### EXERCISE INPUT ###

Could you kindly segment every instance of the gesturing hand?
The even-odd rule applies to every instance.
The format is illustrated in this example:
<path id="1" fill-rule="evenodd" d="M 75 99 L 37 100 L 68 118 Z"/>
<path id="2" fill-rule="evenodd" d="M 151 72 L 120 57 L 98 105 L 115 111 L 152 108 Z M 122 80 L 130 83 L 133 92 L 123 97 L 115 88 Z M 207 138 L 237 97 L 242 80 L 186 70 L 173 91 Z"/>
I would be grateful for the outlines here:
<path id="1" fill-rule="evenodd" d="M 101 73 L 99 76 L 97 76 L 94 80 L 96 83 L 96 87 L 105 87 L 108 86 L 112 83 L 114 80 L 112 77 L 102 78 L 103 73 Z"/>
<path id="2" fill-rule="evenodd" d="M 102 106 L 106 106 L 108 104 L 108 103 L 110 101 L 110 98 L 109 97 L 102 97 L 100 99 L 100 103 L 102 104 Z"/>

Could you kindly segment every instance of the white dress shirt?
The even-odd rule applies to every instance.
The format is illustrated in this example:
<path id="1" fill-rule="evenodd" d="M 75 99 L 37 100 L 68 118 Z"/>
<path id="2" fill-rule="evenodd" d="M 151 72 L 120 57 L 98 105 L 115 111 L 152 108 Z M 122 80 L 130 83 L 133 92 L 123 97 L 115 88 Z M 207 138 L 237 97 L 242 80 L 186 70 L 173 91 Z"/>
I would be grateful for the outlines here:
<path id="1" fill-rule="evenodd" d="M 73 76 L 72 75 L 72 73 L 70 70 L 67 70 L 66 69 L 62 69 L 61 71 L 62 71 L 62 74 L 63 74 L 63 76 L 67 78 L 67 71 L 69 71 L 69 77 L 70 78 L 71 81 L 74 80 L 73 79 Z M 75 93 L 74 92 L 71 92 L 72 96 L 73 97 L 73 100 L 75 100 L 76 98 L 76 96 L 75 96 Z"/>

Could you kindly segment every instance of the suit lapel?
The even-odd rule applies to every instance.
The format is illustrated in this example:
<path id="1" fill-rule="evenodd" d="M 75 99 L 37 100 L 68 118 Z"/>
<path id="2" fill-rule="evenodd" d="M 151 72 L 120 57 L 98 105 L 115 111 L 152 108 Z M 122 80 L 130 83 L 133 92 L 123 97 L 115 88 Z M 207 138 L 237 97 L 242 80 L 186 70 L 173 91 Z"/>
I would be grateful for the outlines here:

###

WHAT NEEDS TO BE DONE:
Please format every line of the items above as a single numbered list, leaving out the blank lines.

CORRECT RESPONSE:
1. Could you kindly segment every instance of the gesturing hand?
2. The even-odd rule applies to every instance.
3. The format is illustrated in this example:
4. <path id="1" fill-rule="evenodd" d="M 75 99 L 37 100 L 68 118 Z"/>
5. <path id="2" fill-rule="evenodd" d="M 151 72 L 120 57 L 98 105 L 115 111 L 152 108 Z M 122 80 L 130 83 L 133 92 L 123 97 L 115 88 Z M 207 138 L 237 97 L 242 80 L 186 70 L 173 91 Z"/>
6. I would be grateful for the outlines here:
7. <path id="1" fill-rule="evenodd" d="M 101 73 L 99 76 L 97 76 L 94 80 L 96 83 L 96 87 L 105 87 L 108 86 L 112 83 L 114 80 L 112 77 L 102 78 L 103 73 Z"/>
8. <path id="2" fill-rule="evenodd" d="M 102 106 L 106 106 L 108 104 L 108 103 L 110 101 L 110 98 L 109 97 L 102 97 L 100 99 L 100 103 L 102 104 Z"/>
9. Could you kindly segment every instance of the white dress shirt?
10. The even-odd rule applies to every instance.
11. The format is illustrated in this example:
12. <path id="1" fill-rule="evenodd" d="M 75 99 L 37 100 L 68 118 Z"/>
13. <path id="2" fill-rule="evenodd" d="M 151 72 L 120 57 L 98 105 L 115 111 L 152 108 Z M 122 80 L 130 83 L 133 92 L 123 97 L 115 88 Z M 207 138 L 237 97 L 242 80 L 186 70 L 173 91 Z"/>
14. I would be grateful for the outlines here:
15. <path id="1" fill-rule="evenodd" d="M 73 76 L 72 75 L 72 73 L 70 70 L 67 70 L 66 69 L 62 69 L 61 71 L 62 71 L 62 74 L 63 74 L 63 76 L 67 78 L 67 71 L 69 71 L 69 77 L 70 78 L 71 81 L 74 80 L 73 79 Z M 75 93 L 74 92 L 71 92 L 72 96 L 73 97 L 73 100 L 75 100 L 76 98 L 76 96 L 75 96 Z"/>
16. Could you kindly segment every instance of the suit lapel?
17. The even-odd rule applies to every instance.
18. The format is illustrated in this example:
19. <path id="1" fill-rule="evenodd" d="M 75 99 L 37 100 L 68 118 Z"/>
20. <path id="2" fill-rule="evenodd" d="M 151 72 L 120 57 L 98 105 L 115 111 L 152 108 Z M 122 80 L 130 83 L 133 92 L 123 97 L 115 88 Z M 207 138 L 237 97 L 242 80 L 186 70 L 173 91 Z"/>
21. I would be grateful for the outlines here:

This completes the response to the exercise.